== What to do ==
Your task is to transcribe the entries below exactly, beginning with the line containing "instance of sandwich" and ending with the final line, and to add nothing else.

== Excerpted records ==
· · · ·

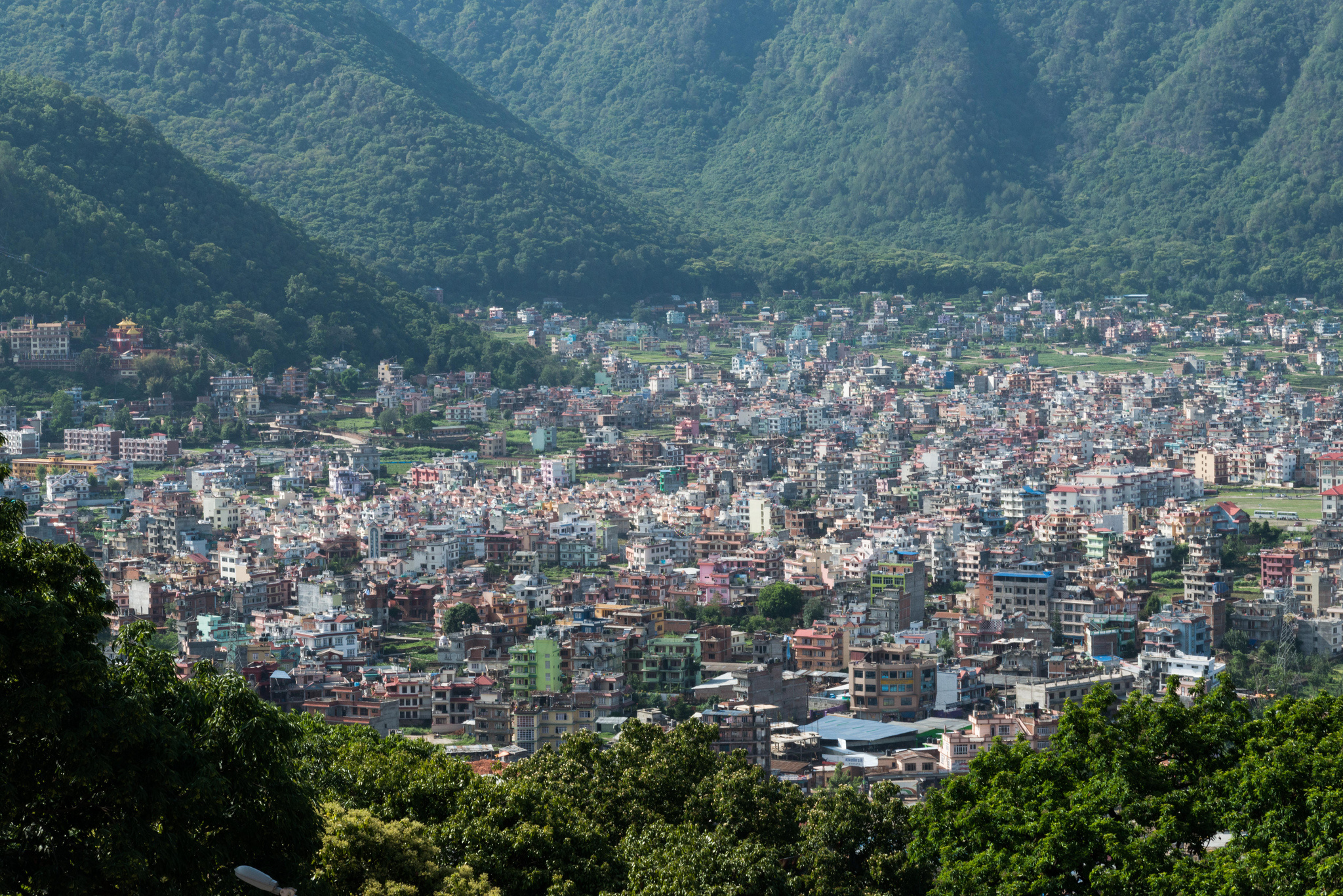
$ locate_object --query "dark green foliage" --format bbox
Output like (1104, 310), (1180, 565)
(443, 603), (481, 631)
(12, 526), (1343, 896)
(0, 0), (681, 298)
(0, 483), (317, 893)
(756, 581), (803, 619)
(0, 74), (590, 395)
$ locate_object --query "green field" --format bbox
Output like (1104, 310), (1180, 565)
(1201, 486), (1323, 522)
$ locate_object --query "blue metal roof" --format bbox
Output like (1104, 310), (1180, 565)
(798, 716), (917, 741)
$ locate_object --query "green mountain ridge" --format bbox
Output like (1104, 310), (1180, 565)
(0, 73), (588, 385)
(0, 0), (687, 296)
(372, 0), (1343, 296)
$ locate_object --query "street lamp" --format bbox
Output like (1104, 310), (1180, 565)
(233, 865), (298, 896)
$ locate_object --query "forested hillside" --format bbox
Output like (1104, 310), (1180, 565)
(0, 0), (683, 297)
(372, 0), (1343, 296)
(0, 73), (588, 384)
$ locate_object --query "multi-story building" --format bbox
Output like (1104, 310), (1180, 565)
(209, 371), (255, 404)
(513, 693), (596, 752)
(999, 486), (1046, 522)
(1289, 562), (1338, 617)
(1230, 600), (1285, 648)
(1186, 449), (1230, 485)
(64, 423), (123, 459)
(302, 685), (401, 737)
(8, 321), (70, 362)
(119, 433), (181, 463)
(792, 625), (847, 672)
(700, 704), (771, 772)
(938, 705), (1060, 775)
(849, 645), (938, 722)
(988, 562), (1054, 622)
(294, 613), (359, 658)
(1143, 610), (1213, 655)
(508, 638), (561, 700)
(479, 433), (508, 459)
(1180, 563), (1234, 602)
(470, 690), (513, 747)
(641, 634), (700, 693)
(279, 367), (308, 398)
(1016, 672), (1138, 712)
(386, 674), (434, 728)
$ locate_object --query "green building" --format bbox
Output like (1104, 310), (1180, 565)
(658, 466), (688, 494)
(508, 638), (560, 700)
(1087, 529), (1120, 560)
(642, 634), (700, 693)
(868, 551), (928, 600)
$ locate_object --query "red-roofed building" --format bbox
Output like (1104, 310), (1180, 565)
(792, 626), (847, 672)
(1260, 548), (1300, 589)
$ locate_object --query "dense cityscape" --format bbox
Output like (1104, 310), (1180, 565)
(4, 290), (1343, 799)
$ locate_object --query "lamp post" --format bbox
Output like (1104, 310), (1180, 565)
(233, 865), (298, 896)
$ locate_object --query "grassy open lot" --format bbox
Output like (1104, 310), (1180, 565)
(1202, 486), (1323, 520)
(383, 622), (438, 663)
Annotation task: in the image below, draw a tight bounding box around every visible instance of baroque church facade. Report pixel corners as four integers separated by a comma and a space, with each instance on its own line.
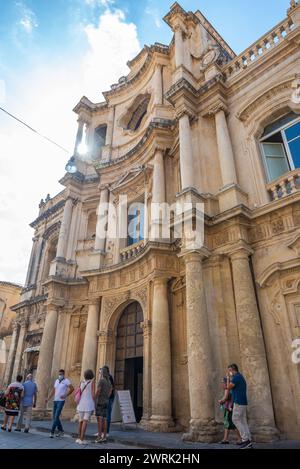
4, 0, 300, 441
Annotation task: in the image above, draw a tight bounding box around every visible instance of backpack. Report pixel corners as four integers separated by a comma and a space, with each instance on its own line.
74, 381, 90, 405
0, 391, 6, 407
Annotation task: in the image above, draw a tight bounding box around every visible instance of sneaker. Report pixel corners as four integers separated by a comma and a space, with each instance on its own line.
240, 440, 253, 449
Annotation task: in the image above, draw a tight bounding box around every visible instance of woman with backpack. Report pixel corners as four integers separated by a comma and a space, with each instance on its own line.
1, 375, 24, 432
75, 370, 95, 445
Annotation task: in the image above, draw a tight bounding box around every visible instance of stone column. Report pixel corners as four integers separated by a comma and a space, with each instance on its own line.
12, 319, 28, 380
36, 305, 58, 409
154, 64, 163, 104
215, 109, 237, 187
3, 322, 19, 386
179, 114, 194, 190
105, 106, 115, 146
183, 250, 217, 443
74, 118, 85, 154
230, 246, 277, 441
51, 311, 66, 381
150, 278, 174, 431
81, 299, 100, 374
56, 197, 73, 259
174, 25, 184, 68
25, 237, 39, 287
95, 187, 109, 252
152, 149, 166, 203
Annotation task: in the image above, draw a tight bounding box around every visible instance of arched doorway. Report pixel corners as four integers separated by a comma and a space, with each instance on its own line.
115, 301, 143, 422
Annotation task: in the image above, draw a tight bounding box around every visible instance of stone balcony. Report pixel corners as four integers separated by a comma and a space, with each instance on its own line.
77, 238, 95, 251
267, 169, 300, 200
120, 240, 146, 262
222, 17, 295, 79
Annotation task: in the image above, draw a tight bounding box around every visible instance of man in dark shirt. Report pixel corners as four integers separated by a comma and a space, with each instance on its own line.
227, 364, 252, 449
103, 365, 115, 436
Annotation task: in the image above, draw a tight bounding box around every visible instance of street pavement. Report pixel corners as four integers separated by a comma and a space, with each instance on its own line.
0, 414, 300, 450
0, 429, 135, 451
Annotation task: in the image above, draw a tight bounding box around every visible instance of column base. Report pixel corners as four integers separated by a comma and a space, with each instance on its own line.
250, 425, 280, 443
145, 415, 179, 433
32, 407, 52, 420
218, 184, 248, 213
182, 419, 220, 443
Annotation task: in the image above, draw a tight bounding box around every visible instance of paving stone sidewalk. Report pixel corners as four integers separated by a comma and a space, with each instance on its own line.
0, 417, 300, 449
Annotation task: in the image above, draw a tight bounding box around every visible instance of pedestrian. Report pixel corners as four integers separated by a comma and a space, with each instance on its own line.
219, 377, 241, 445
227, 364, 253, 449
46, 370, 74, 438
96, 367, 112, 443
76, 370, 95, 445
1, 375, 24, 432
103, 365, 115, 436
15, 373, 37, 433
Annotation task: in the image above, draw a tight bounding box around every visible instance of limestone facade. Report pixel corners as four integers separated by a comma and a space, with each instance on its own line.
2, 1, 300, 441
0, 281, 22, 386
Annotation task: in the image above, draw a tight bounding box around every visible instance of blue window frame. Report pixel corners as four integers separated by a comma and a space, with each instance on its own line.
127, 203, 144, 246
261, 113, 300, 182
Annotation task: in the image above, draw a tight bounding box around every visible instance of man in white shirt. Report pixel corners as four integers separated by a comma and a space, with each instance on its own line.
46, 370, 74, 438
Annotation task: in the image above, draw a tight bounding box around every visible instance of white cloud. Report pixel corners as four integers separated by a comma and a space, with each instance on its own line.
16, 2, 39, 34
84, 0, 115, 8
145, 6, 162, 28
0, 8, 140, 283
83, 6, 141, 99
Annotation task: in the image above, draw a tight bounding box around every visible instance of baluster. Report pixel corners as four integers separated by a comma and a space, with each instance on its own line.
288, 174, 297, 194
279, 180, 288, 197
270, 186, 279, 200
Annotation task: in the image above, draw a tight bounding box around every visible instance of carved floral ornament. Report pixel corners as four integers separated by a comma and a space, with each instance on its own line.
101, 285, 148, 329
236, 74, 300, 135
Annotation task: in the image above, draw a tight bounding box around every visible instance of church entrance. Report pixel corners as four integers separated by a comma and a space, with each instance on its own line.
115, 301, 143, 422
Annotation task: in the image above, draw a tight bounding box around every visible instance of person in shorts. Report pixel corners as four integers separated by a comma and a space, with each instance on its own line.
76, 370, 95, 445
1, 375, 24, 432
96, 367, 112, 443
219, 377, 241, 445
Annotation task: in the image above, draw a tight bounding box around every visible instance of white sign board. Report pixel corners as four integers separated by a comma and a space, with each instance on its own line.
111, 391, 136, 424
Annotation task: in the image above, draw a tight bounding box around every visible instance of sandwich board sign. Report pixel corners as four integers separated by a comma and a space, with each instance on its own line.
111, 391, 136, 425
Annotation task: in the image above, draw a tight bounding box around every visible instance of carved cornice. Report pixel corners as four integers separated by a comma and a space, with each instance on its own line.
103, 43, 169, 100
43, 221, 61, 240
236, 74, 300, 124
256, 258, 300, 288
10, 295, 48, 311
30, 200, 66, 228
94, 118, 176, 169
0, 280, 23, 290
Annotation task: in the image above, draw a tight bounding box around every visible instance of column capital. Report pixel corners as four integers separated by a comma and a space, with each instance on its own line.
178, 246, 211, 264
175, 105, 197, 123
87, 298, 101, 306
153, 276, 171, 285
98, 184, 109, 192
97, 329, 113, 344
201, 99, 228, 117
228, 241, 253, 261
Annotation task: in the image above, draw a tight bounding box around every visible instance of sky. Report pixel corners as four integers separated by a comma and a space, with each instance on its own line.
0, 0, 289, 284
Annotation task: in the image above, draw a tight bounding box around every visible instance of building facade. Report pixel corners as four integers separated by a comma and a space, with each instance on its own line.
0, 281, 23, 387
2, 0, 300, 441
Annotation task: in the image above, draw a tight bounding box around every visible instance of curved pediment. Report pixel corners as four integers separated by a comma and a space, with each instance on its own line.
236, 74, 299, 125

· · · ·

== Answer ==
Annotation task: in the image above, draw a tight bounding box around every visible instance of sandwich board sign. Report pixel corners as four integers separated by a comma and a space, with each instance on its own line.
111, 391, 136, 425
Annotation task: in the image above, draw a tight bounding box around every visible instance of carved cornice. Report pixel corners as four integers separated by a comma and a space, with each instance on its own line.
103, 43, 169, 100
43, 221, 61, 240
236, 74, 300, 124
256, 258, 300, 288
10, 295, 48, 311
30, 200, 66, 228
94, 118, 176, 169
0, 280, 23, 290
Annotation task: in the image above, draw a tight bounding box around every visible instance of column capital. Report pixel corners as four integers separated by a comma and a space, with each instance on its own line.
178, 246, 211, 264
175, 105, 197, 123
87, 298, 101, 306
153, 276, 171, 285
98, 184, 109, 192
97, 329, 113, 344
201, 99, 228, 117
228, 241, 253, 261
Annotation task: in the image above, draw a tight bounding box around every visible instance of sky. Report pixel corners as four integers separated by a comma and a space, with each instance on its own line.
0, 0, 289, 284
Annotation task: in the image above, draw a tight bounding box around every visible instance of building facade. Report pixel corners as four integers separated by a comma and a space, with each instance on its own line.
0, 281, 23, 387
2, 0, 300, 441
Annotation task: in the image above, draw a tight bounding box around every visible instance of curved pediment. Report pixel corners as four integers separated by a comma and a space, with each instance on its own line.
236, 74, 299, 125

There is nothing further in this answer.